§ Task prompt: Rewrite the data beginning with the line that contains "the kitten's leg." and continuing through the line that contains "left=324, top=314, right=481, bottom=407", replacing "pinpoint" with "locate" and leaving everything else unchanged. Give those lines alone.
--- Start Data in this exercise ---
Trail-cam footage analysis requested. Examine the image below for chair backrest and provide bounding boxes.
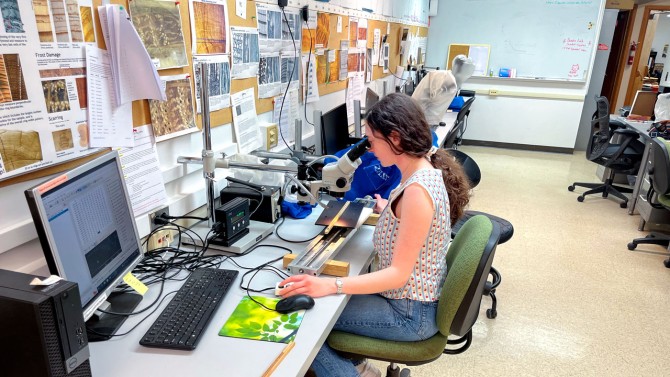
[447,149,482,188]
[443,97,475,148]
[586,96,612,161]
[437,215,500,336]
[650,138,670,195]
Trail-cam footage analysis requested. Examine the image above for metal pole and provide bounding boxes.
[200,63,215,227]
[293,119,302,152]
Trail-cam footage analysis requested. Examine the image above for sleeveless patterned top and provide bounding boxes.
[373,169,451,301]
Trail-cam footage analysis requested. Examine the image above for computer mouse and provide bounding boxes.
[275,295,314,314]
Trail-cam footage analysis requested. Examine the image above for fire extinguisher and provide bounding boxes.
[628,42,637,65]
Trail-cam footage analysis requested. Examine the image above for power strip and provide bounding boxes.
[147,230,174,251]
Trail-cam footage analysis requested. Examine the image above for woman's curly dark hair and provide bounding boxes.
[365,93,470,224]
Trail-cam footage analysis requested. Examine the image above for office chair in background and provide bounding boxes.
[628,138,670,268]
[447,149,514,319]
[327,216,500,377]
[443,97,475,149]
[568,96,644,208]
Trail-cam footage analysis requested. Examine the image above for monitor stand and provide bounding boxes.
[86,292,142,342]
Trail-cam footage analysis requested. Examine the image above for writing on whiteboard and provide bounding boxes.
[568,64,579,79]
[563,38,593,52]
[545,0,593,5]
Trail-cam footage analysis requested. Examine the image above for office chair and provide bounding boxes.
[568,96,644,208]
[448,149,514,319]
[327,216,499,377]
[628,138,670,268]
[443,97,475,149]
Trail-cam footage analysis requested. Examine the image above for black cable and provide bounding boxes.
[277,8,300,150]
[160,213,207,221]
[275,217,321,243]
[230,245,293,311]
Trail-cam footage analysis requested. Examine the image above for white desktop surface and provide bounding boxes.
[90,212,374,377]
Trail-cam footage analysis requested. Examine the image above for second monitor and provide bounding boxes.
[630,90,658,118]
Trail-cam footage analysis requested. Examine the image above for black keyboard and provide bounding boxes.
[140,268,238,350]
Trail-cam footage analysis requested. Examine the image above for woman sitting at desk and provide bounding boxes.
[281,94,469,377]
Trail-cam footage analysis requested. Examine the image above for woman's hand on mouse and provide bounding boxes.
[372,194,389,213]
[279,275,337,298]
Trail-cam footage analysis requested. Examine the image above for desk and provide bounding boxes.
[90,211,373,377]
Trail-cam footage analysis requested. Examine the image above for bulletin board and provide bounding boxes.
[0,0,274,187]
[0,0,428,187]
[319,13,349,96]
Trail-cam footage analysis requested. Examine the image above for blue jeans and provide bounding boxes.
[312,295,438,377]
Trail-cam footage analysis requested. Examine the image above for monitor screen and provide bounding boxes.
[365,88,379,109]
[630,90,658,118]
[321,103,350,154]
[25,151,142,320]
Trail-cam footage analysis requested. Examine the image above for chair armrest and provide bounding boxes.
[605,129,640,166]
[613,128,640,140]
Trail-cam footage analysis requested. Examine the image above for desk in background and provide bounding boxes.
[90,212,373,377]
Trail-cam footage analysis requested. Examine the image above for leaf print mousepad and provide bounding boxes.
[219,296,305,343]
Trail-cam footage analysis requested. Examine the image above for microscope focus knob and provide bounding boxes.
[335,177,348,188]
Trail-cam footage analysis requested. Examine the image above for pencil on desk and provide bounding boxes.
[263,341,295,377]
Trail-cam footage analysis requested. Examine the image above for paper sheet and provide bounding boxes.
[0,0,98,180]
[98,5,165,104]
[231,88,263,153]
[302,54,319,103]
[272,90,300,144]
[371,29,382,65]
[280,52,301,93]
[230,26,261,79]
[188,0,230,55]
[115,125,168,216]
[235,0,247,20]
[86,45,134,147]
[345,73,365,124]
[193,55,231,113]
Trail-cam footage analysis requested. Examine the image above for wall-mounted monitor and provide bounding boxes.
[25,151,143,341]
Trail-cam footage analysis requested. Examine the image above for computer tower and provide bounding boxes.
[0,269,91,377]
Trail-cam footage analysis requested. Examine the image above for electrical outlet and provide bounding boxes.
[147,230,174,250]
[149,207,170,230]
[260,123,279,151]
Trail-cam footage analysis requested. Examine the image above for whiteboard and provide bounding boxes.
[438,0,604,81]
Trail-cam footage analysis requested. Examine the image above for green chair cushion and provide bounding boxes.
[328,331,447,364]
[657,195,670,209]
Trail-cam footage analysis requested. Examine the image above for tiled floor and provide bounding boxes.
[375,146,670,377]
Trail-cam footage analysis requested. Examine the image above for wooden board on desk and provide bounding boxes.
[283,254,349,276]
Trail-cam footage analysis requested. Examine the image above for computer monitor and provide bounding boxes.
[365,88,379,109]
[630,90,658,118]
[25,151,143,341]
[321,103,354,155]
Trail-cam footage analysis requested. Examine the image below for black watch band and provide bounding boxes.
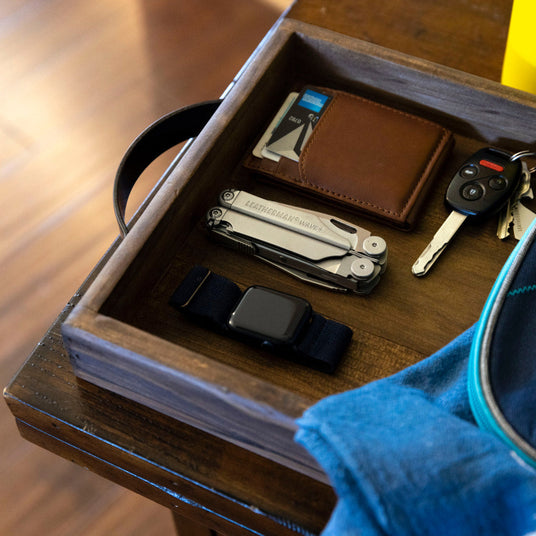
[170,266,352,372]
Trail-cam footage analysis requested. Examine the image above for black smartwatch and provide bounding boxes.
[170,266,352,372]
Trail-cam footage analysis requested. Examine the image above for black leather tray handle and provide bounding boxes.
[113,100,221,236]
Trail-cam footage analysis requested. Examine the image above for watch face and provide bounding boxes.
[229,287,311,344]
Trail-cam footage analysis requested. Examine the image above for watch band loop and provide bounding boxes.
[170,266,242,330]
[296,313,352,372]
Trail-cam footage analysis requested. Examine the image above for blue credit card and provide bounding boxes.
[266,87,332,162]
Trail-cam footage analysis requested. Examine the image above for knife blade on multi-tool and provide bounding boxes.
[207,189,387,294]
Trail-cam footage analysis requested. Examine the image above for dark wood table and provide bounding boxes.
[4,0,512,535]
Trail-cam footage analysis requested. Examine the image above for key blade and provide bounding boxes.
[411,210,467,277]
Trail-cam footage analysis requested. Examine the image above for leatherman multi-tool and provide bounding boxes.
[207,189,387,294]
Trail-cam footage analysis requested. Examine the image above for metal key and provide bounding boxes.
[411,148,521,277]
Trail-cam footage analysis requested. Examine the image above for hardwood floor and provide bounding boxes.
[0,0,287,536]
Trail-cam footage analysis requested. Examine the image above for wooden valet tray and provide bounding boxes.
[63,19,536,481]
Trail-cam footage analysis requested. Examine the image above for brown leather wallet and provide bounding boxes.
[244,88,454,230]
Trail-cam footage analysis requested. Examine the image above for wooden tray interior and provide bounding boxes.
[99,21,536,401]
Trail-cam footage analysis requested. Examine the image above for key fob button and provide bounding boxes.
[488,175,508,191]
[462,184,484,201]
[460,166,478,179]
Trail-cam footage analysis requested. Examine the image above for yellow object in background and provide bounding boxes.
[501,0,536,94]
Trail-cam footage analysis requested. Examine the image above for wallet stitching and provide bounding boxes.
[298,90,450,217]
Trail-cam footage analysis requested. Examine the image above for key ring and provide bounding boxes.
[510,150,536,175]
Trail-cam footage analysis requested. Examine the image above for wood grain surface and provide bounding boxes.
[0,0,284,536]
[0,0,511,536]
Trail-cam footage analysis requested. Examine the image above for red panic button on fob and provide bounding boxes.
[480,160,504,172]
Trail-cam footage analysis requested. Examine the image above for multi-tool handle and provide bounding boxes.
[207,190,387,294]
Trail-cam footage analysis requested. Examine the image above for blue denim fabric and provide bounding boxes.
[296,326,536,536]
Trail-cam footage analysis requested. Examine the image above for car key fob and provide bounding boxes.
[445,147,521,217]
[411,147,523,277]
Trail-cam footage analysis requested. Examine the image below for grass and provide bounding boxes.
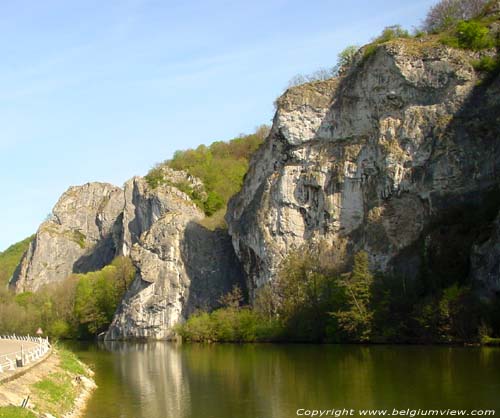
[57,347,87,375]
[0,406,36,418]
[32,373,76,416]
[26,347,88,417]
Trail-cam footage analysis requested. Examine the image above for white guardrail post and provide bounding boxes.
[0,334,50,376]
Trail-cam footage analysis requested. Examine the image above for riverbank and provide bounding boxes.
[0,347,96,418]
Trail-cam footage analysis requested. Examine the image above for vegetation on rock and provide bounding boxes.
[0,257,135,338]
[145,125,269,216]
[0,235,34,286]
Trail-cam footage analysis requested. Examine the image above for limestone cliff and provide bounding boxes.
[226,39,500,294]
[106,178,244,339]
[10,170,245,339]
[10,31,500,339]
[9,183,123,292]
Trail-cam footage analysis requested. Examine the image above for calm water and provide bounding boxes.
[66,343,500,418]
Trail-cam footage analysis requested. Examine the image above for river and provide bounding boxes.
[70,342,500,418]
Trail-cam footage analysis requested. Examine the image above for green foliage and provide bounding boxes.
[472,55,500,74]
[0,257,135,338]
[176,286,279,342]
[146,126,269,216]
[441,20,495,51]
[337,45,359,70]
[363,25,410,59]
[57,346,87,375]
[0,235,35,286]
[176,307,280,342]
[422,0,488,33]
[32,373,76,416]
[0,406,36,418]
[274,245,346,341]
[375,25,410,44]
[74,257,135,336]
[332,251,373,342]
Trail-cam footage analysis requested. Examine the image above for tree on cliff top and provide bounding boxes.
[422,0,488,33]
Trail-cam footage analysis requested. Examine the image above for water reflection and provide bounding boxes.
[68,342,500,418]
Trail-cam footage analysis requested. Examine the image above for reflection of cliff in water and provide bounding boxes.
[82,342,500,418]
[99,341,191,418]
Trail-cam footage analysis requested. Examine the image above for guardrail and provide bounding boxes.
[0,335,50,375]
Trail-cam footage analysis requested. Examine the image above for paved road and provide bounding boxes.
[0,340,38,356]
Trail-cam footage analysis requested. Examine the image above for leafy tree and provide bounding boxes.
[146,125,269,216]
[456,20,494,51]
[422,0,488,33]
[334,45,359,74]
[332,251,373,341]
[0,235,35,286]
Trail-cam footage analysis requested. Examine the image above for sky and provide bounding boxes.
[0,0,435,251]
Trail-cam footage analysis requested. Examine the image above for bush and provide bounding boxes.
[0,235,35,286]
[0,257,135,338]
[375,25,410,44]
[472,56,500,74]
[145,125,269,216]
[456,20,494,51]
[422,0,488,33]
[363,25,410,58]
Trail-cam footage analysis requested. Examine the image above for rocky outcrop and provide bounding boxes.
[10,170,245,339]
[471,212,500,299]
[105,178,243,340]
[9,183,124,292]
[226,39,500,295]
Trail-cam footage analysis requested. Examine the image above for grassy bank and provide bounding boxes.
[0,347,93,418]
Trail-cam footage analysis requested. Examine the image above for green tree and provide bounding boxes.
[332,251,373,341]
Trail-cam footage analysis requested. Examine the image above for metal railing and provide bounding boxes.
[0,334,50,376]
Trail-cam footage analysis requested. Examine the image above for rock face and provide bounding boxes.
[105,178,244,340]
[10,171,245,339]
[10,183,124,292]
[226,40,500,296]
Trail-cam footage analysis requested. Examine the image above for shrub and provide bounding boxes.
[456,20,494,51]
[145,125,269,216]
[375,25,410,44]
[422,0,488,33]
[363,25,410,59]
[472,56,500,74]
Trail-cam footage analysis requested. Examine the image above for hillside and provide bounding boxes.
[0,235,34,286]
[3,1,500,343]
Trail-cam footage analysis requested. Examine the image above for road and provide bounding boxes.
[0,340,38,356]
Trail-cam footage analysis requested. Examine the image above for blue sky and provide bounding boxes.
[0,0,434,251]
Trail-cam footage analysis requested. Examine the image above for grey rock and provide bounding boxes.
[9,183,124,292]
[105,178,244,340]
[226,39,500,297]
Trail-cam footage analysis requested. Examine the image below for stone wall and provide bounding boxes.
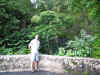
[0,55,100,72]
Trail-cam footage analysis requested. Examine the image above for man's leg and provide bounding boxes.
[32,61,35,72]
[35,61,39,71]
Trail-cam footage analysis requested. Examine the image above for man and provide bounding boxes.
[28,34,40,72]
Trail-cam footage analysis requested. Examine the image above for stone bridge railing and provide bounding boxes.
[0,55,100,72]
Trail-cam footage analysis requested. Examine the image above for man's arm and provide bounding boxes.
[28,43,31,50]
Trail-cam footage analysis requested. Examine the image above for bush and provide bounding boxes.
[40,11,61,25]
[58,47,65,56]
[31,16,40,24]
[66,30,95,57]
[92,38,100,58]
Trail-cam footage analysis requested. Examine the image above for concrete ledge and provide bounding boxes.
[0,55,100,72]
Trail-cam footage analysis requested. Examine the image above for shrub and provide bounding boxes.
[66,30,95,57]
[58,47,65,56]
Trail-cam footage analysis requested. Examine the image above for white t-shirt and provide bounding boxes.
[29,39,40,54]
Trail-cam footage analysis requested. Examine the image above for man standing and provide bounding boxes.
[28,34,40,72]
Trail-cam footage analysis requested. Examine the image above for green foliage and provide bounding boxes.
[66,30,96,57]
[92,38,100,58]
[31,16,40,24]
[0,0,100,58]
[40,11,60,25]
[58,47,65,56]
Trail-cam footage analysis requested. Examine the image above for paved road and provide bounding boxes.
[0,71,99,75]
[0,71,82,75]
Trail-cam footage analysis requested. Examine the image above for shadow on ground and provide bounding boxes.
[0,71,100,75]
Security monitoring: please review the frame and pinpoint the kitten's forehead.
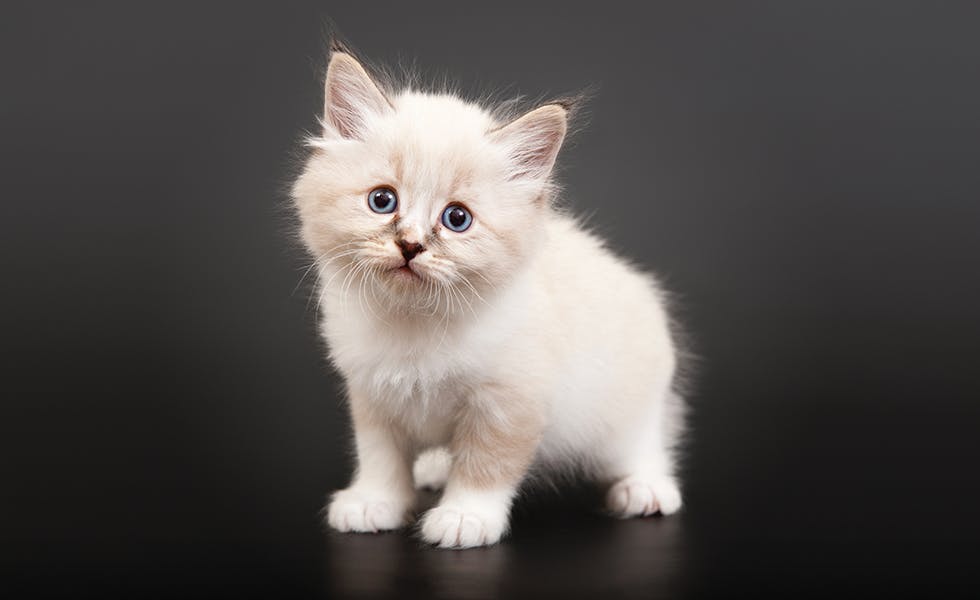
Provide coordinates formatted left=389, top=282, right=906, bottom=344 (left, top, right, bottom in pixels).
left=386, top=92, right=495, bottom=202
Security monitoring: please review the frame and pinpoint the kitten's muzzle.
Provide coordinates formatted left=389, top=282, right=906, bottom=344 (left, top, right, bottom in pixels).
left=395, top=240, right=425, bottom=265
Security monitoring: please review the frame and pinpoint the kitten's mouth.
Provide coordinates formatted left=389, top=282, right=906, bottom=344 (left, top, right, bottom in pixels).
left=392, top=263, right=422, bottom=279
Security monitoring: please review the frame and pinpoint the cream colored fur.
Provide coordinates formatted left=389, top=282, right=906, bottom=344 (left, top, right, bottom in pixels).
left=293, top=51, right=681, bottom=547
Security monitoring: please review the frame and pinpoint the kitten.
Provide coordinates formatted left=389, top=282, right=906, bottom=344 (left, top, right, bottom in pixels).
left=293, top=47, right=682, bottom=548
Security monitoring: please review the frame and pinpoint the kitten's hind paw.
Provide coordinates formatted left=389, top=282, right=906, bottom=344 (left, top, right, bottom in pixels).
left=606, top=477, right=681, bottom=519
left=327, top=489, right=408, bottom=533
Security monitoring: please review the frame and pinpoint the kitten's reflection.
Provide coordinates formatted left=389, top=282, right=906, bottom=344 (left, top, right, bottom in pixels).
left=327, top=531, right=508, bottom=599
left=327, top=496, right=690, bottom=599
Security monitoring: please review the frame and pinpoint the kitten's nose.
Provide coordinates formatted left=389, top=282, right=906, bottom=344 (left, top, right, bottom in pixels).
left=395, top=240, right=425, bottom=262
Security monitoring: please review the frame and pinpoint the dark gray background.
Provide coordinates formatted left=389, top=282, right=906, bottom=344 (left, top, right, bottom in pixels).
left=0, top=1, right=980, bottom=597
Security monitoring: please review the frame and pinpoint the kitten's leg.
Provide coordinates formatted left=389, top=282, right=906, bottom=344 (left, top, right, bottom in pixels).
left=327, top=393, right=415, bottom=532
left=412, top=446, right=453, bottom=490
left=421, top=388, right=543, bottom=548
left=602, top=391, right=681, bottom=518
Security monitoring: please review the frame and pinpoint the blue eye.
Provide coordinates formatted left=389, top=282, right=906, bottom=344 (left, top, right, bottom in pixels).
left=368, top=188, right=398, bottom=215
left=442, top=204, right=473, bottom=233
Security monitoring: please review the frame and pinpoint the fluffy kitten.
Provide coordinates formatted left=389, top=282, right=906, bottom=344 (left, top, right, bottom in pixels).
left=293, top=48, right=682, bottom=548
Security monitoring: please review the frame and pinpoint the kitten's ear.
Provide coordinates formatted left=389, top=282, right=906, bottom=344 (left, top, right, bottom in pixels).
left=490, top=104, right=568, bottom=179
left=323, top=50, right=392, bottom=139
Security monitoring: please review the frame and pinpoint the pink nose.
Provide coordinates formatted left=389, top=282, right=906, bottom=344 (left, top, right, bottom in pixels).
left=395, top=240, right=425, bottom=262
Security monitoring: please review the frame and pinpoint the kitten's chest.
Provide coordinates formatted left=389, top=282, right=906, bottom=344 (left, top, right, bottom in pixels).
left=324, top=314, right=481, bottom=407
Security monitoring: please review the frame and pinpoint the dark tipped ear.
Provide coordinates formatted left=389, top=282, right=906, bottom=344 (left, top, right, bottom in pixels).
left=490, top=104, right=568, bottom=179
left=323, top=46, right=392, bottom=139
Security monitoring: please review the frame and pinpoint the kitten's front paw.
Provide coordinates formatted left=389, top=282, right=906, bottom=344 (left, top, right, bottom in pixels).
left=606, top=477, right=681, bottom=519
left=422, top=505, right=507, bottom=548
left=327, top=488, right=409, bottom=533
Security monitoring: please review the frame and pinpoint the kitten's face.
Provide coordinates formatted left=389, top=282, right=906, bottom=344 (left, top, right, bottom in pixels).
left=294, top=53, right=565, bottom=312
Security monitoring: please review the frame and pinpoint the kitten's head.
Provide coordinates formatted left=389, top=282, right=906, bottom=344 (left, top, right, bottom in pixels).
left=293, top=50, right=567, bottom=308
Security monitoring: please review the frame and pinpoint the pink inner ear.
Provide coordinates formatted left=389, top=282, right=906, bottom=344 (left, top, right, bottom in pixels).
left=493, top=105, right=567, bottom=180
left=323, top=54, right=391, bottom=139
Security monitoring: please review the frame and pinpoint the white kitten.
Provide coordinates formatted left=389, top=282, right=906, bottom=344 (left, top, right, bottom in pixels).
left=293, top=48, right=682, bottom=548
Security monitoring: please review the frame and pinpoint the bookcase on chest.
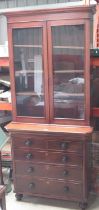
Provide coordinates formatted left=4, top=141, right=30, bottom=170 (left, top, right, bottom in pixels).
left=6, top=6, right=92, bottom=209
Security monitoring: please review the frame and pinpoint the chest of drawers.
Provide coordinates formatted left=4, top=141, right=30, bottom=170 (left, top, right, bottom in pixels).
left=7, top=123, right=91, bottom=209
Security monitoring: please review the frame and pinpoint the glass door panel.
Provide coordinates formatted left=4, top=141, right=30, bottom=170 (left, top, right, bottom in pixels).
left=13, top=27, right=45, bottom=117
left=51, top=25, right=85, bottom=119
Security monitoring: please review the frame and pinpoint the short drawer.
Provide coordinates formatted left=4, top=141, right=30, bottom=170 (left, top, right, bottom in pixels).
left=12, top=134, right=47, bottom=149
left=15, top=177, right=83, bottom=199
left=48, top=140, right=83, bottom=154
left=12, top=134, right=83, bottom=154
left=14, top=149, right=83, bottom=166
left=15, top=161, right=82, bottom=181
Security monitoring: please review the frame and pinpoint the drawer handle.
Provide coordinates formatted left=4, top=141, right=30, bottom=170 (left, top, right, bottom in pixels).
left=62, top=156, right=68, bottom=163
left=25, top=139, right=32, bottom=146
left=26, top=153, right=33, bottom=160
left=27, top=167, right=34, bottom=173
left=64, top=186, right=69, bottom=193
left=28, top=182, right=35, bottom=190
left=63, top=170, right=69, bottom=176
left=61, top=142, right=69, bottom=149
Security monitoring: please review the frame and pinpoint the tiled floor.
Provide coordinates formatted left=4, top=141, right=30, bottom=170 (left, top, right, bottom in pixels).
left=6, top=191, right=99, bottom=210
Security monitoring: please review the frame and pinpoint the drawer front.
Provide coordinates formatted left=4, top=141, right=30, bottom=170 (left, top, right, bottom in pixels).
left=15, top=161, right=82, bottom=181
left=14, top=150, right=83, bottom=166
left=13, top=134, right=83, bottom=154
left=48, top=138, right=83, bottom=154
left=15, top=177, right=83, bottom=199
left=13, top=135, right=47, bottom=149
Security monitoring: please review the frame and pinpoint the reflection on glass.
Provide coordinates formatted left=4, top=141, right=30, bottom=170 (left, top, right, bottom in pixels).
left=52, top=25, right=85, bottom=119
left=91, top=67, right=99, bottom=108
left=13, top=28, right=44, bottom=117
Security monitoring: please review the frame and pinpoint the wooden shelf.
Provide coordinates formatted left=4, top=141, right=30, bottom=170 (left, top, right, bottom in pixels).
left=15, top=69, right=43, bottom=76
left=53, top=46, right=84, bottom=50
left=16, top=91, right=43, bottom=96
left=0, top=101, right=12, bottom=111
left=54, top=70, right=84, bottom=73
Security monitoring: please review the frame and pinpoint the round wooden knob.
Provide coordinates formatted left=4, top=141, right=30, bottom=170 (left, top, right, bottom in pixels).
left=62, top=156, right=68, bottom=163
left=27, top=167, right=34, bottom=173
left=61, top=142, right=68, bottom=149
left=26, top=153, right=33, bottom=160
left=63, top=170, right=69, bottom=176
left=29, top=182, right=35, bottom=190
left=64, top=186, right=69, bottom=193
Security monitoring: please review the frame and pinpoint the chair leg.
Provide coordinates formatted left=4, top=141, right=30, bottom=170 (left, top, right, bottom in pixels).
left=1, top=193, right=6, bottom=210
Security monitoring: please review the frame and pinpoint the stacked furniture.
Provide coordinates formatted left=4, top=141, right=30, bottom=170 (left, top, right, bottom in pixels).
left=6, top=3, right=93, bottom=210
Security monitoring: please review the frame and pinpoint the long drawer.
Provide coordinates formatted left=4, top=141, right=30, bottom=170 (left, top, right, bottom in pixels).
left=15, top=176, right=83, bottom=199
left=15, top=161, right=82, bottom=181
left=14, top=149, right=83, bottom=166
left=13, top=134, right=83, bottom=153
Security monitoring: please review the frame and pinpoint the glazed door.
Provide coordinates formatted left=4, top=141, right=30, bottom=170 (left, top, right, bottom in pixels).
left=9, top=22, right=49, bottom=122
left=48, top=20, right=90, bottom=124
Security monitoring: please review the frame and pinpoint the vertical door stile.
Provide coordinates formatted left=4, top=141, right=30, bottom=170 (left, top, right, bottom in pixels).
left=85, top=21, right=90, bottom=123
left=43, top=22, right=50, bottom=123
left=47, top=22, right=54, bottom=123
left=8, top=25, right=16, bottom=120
--- End Data in this exercise ---
§ The result:
Security monitoring: please review the frame and locate the kitten's leg.
Provide coordinates formatted left=389, top=282, right=906, bottom=344 (left, top, right, bottom in pixels).
left=327, top=393, right=415, bottom=532
left=412, top=446, right=453, bottom=490
left=421, top=388, right=543, bottom=548
left=602, top=391, right=681, bottom=518
Security monitoring: please review the frame and locate the blue eye.
Provide coordinates formatted left=389, top=282, right=906, bottom=344 (left, top, right, bottom in pixels).
left=368, top=188, right=398, bottom=215
left=442, top=204, right=473, bottom=233
Security monitoring: please review the frame and locate the fluffy kitten.
Provide coordinates formatted left=389, top=282, right=906, bottom=344 (left, top, right, bottom in pixels).
left=293, top=48, right=682, bottom=548
Security monitoring: please review the frame and locate the kitten's ear.
Provide coordinates formatted left=389, top=282, right=906, bottom=344 (left, top, right, bottom in pixels).
left=490, top=104, right=568, bottom=179
left=323, top=50, right=392, bottom=139
Security monitoring: please review the frame and locate the pink nose.
Provide coordinates formatted left=389, top=282, right=906, bottom=344 (left, top, right, bottom in pixels).
left=395, top=240, right=425, bottom=262
Security monitoring: please review the frame and locate the kitten's chest.
Provide coordinates formatted left=389, top=282, right=906, bottom=344 (left, top, right, bottom in pixels).
left=324, top=314, right=481, bottom=407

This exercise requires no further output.